### Written exercise A
Decide whether each statement below agrees with the blog post on Union prisoners. Answer yes or no for each, quoting the deciding words of the post exactly: (i) The newspaper story appeared in the Tuesday, August 23, 1864, edition of the Richmond Daily Dispatch. (ii) The writer has found prisoner reports in Richmond newspapers for only one offensive. (iii) The newspaper story dealt with the Battle of Globe Tavern, also called Weldon Railroad.
### Written exercise B
Continue the blog post on Union prisoners, beginning after its final sentence.

### Passage to read
'''
My musings on American, African American, Southern, Civil War, Reconstruction, and Public History topics and books.
Sunday, May 31, 2020
4th Offensive Union Prisoners as Reported in the Richmond Daily Dispatch
Each of Gen. Ulysses S. Grant's offensives to take Petersburg resulted in not only killed and wounded soldiers, they also produced thousands of prisoners. The high price for the territory gained with each move forward were casualties of all kinds. I am continuing to find prisoner reports in Richmond newspapers for most every offensive. The above short story, relaying information on the Battle of Globe Tavern, aka Weldon Railroad, and Second Deep Bottom, ran in the Tuesday, August 23, 1864, edition of the Richmond Daily Dispatch.
'''
### Given information
'''
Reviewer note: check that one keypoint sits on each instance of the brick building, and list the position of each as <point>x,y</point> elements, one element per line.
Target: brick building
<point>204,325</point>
'''
### Written response A
(i) Yes: "ran in the Tuesday, August 23, 1864, edition of the Richmond Daily Dispatch."
(ii) No: "I am continuing to find prisoner reports in Richmond newspapers for most every offensive."
(iii) Yes: "relaying information on the Battle of Globe Tavern, aka Weldon Railroad, and Second Deep Bottom"

### Written response B
1,474 prisoners at Globe Tavern, and 30-some from Deep Bottom, goes to show the large numbers being captured, often when Confederates counterattacked the initial offensive. What I want to get a better idea about is if these prisoners are largely finding themselves in helpless circumstances (i.e flanked or surrounded) where they truly have no other real choice other than to surrender, or are there instances where the will to fight is lacking, whether as a way to preserve their lives or from physical exhaustion? And, do the reasons for so many prisoners being captured change over the span of the Petersburg Campaign?
The Daily Dispatch ran another notice (above) on Monday, August 29, 1864. It mentions that since "Friday night last," which would be since August 26, 2,100 Union prisoners arrived at Libby prison in Richmond. The vast majority of these men were "captured in the neighborhood of Petersburg," likely at the Battle of Reams Station (Aug. 25), south of where the fighting occurred a few days earlier at Globe Tavern and where the II Corps suffered a significant defeat. The notice also mentions that an additional 300 were captured at Lynchburg.
The search continues.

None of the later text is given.